About this exercise:
An exact reproduction of every record is required.

--- Task material Enclosed Below ---

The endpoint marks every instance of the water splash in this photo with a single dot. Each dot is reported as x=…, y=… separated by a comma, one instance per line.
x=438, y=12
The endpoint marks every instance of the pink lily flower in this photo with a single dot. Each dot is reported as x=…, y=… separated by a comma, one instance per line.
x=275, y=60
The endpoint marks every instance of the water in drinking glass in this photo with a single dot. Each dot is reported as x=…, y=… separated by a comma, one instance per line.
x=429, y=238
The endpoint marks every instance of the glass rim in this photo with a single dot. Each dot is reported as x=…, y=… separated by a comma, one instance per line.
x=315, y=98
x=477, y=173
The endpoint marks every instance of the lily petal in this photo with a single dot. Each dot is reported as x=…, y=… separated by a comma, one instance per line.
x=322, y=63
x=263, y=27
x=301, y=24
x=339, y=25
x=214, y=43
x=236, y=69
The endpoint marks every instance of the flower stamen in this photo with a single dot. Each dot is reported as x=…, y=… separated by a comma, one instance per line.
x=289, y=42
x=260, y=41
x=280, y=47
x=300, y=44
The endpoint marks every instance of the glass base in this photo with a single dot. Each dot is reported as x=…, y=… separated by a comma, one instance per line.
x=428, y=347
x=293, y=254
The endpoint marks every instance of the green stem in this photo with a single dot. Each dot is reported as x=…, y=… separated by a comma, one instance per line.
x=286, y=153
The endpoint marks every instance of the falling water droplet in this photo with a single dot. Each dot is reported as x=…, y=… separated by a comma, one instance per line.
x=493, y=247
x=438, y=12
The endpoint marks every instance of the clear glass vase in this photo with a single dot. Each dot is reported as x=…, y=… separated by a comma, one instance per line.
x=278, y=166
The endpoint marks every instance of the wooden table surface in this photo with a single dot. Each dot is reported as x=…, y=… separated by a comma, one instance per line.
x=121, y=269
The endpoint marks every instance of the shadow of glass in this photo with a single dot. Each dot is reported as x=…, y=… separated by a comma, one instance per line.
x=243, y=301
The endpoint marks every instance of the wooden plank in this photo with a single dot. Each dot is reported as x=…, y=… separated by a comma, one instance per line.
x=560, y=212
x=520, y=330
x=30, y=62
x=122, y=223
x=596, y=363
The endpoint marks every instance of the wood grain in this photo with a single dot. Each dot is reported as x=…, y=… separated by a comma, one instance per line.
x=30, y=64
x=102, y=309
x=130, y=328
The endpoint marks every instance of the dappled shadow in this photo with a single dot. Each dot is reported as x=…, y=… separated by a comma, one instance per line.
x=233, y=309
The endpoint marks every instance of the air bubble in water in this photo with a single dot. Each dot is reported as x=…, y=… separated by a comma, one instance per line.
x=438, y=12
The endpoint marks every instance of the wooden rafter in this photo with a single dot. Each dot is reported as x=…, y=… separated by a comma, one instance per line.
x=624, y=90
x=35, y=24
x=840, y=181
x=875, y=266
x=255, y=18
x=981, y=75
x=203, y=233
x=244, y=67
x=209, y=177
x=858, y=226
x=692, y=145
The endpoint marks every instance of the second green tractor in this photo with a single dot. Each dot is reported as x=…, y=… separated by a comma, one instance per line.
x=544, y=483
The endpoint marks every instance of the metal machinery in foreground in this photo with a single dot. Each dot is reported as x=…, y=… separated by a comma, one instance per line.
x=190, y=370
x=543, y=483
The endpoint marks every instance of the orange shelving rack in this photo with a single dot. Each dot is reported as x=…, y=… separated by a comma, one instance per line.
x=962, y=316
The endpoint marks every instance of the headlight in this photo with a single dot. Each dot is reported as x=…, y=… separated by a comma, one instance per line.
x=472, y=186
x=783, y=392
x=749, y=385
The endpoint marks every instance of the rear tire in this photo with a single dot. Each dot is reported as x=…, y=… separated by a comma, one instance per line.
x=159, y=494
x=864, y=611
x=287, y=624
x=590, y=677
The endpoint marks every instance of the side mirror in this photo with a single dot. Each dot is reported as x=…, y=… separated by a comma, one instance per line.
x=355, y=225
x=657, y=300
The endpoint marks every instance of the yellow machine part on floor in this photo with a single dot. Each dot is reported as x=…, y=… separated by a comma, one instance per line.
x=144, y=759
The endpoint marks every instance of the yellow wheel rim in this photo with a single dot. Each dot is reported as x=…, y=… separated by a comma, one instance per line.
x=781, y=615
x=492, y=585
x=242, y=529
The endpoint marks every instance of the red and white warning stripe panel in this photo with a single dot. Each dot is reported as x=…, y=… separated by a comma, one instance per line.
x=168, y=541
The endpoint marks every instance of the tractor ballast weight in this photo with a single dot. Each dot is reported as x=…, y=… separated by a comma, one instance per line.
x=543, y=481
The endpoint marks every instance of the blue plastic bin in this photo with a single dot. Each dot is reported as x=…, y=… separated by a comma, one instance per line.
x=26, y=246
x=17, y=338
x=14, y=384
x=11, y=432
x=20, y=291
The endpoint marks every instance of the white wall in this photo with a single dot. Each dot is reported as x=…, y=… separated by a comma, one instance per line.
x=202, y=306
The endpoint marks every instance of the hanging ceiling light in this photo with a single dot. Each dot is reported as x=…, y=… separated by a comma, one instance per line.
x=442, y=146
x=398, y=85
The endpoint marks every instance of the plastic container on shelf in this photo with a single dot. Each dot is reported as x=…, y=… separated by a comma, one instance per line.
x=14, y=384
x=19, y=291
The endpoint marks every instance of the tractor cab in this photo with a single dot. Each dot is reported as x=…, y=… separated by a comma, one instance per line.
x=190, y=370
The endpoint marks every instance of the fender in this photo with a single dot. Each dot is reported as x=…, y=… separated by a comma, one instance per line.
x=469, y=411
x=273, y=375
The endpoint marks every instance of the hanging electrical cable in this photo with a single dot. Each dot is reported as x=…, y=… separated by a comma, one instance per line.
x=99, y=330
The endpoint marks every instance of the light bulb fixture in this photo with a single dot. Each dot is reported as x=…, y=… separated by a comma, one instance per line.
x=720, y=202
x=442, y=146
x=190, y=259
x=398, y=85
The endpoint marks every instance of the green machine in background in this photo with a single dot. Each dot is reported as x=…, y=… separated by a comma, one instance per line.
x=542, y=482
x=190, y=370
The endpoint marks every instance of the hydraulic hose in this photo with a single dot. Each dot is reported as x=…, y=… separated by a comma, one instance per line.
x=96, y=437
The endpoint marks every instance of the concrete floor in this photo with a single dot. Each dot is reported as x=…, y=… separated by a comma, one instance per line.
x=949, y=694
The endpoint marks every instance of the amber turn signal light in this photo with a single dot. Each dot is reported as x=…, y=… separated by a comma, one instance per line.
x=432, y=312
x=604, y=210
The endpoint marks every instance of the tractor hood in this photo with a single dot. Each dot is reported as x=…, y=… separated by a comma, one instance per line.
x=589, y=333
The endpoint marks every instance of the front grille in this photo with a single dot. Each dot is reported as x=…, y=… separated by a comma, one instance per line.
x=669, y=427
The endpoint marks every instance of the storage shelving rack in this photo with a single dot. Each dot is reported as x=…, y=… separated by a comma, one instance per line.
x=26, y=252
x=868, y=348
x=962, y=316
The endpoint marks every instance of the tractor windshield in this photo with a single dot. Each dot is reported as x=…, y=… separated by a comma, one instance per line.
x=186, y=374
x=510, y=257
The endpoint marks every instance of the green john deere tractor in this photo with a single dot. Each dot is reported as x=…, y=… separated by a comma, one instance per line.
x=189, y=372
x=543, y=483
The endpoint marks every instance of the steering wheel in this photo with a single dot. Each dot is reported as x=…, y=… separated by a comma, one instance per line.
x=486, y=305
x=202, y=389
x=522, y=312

--- End of Enclosed Task material ---

Exercise response:
The endpoint marks every instance of the water splash in this photo with a single dot. Each dot is reported as x=…, y=… separated by a comma, one instance per line.
x=438, y=12
The endpoint marks every instance of the pink lily flower in this photo with a single dot. Each dot is reported as x=…, y=… separated by a comma, one instance per line.
x=275, y=60
The endpoint marks every instance of the water in drinking glass in this photo with a single dot. Each dot is reported as x=…, y=… separated by a comma, one instance per line.
x=429, y=238
The endpoint marks every instance of the glass rim in this photo with a single dot. Each dot is reported as x=…, y=… separated by a comma, one instance per line.
x=315, y=98
x=477, y=173
The endpoint marks every instance of the lily petal in this photo with a single dot. Each dot is reported as x=…, y=… separated by a comma, one instance per line.
x=322, y=63
x=263, y=27
x=301, y=24
x=339, y=25
x=214, y=43
x=236, y=69
The endpoint marks every instance of the flower stamen in this photo with a single dot. Each dot is reported as x=…, y=… separated by a comma, one instance per line.
x=289, y=42
x=260, y=41
x=280, y=47
x=300, y=44
The endpoint marks every instance of the glass base in this photo with a single dot. Each dot is reported as x=…, y=… separated by a comma, one instance per line.
x=428, y=347
x=293, y=254
The endpoint marks every instance of the green stem in this photo with a single dot. Each dot is reported as x=…, y=… separated by a comma, one instance per line.
x=286, y=153
The endpoint marks every instance of the falling water droplet in this photo with a single dot. Each dot is reported as x=…, y=… separated by a comma, one instance per line.
x=493, y=247
x=438, y=12
The endpoint marks every instance of the clear glass vase in this photo with a single dot. Each dot is reported as x=…, y=… separated by a comma, one instance per line.
x=278, y=166
The endpoint marks every instance of the wooden table surface in this photo with a single dot. Each dot is reported as x=…, y=… separated by a comma, one instance per line.
x=121, y=269
The endpoint marks every instance of the shadow of glass in this photo with a single dot. Each dot is reported as x=…, y=… separated by a comma, one instance per line.
x=243, y=301
The endpoint marks every instance of the wooden plank in this photo with a single dot. Each dot is reported as x=…, y=… separated by a comma, one instance per line.
x=560, y=212
x=520, y=330
x=30, y=62
x=122, y=223
x=596, y=363
The endpoint marks every instance of the wood grain in this photo with a single dot. Each dot is reported as x=…, y=… separated by a comma, one instance per line.
x=30, y=64
x=102, y=309
x=130, y=328
The endpoint marks every instance of the dappled shadow in this photo with a single dot. Each dot is reported as x=…, y=… separated by a comma, one instance per line.
x=233, y=309
The endpoint marks every instance of the air bubble in water in this photo with a single dot. Each dot is reported as x=…, y=… separated by a comma, one instance per line.
x=438, y=12
The endpoint marks every instance of the wooden rafter in this photo with a single dot. Each dot is reported as x=…, y=… separated by a comma, one instance per line.
x=624, y=90
x=35, y=24
x=840, y=181
x=875, y=266
x=255, y=18
x=981, y=75
x=203, y=233
x=244, y=67
x=209, y=177
x=858, y=226
x=692, y=145
The endpoint marks every instance of the second green tractor in this photo with a single dot. Each dot is reported as x=…, y=… separated by a comma, one instance per line.
x=544, y=483
The endpoint marks every instance of the metal machinery in foreground in this photo with a single dot. Each dot is reported as x=…, y=… separated by a comma, one instance per line.
x=190, y=370
x=543, y=483
The endpoint marks every instance of the orange shelving rack in this photo with a single dot. Each dot is reported as x=…, y=… separated by a comma, one instance per line.
x=962, y=316
The endpoint marks every instance of the headlight in this photo with a single dot. Each dot is reported as x=…, y=… separated by a comma, one instance per line.
x=472, y=186
x=783, y=392
x=749, y=385
The endpoint marks every instance of the rear tire in this photo with a single dot. Each dot is reported as x=…, y=… separated by a comma, one instance per line.
x=159, y=494
x=864, y=611
x=287, y=624
x=590, y=677
The endpoint marks every instance of the side mirror in this photo with a single dot. Each dot is reported as x=…, y=… separated by a comma, one instance per line.
x=355, y=225
x=657, y=300
The endpoint marks every instance of the yellow machine part on floor in this photo with a single dot. Each dot is reported as x=…, y=… separated by a comma, one instance per line.
x=144, y=759
The endpoint marks every instance of the yellow wheel rim in this photo with a single dot. Each dot is reported as x=…, y=… separated by a comma, one instance per line.
x=781, y=615
x=492, y=585
x=242, y=529
The endpoint marks every instance of the red and white warning stripe panel in this photo with a single dot. Each dot is reported as x=…, y=… separated by a comma, one instance per line.
x=168, y=541
The endpoint marks every instance of the tractor ballast weight in this photo with a single dot. Each dot is reported as x=…, y=… separated by a comma, one instance per line.
x=543, y=481
The endpoint marks every instance of the blue plastic bin in this photo with a single dot. Each dot is reported as x=…, y=… separated by a comma, one instance per line.
x=26, y=246
x=17, y=338
x=14, y=384
x=11, y=432
x=20, y=291
The endpoint marks every instance of the white wall in this photo with a single dot. Each dot is reported as x=…, y=… separated by a comma, one instance per line.
x=202, y=306
The endpoint marks every instance of the hanging ceiling light in this photo with a single dot. Each dot is reported as x=…, y=… separated by a comma, one instance per line.
x=442, y=146
x=398, y=85
The endpoint marks every instance of the plastic container on shelf in this photo with a single dot. Each dot is reported as x=…, y=… separated by a comma, one instance per line.
x=14, y=384
x=19, y=291
The endpoint marks every instance of the tractor cab in this photo with a single dot. Each dot is reported as x=…, y=… separated by a comma, one instance per line.
x=190, y=370
The endpoint marks every instance of the fender in this photo with a single dot. Each dot is reported as x=…, y=… separated by a comma, one instance per line.
x=469, y=411
x=273, y=375
The endpoint marks every instance of the hanging electrical cable in this photo with a single dot. Each dot is reported as x=…, y=… separated by a comma, one instance per line.
x=99, y=330
The endpoint marks every instance of the light bulb fixture in this photo with a single dot. Each dot is reported as x=…, y=… separated by a comma, one instance per line.
x=720, y=202
x=442, y=146
x=190, y=259
x=398, y=85
The endpoint marks every instance of the green machine in background in this photo with a single dot. Each dot is reported as x=…, y=… separated by a comma, one instance per line.
x=542, y=482
x=190, y=370
The endpoint marks every instance of the hydraulic hose in this photo with a single dot. Each dot is reported as x=…, y=… separated by a comma, one instance per line.
x=96, y=437
The endpoint marks every instance of the concrete floor in this photo with a single dot. Each dot is reported as x=…, y=… separated by a comma, one instance per line.
x=949, y=694
The endpoint marks every instance of the amber turn signal light in this photo with a single dot. Each dot is reported as x=…, y=… separated by a comma, one instance per line.
x=432, y=312
x=604, y=210
The endpoint marks every instance of the tractor hood in this photo with a single dot. Each dot is reported as x=…, y=… separated by a comma, one instance per line.
x=589, y=333
The endpoint marks every instance of the front grille in this photo with a single dot. Each dot is reported as x=…, y=… separated by a comma, one instance per line.
x=669, y=427
The endpoint marks every instance of the storage shelving rack in this photo with a single dot. Each dot is reported as x=…, y=… separated by a comma, one instance per line.
x=26, y=252
x=868, y=348
x=962, y=316
The endpoint marks every instance of the tractor windshield in this photo with a single dot. Each dot is reported as x=…, y=… separated by a comma, one instance per line.
x=186, y=374
x=510, y=257
The endpoint marks every instance of the green john deere tractor in this photo with a single dot. Each dot is reported as x=…, y=… separated by a comma, one instance per line.
x=189, y=372
x=543, y=483
The endpoint marks every instance of the steering wheel in this photo with a single dot. Each dot is reported as x=…, y=… separated by a comma, one instance per line.
x=486, y=305
x=202, y=389
x=522, y=312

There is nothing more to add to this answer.